**EXERCISE GOAL:** Rewrite the data below with every "Target" changed to "Label", leaving everything else unchanged.

━━ DATA ROWS

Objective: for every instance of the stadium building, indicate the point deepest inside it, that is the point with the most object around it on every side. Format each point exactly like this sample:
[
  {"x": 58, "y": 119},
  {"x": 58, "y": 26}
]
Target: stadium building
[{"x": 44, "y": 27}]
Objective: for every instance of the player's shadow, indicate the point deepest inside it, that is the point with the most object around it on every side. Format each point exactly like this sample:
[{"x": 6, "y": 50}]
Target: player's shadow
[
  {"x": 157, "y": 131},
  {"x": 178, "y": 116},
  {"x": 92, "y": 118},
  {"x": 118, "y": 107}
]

━━━━

**SOLVED EXERCISE:**
Objective: for every instance of the stadium building, indicate the point deepest inside it, that is the point with the most object around it on every side. Format each point exactly like this sample:
[
  {"x": 58, "y": 119},
  {"x": 58, "y": 26}
]
Label: stadium building
[{"x": 44, "y": 27}]
Objective: for every instance of the player's shadow, indicate the point deepest inside it, that is the point with the most object around it on every side. Format each point exactly like this sample:
[{"x": 6, "y": 50}]
Label: player's shadow
[
  {"x": 157, "y": 131},
  {"x": 178, "y": 116},
  {"x": 92, "y": 118},
  {"x": 118, "y": 107}
]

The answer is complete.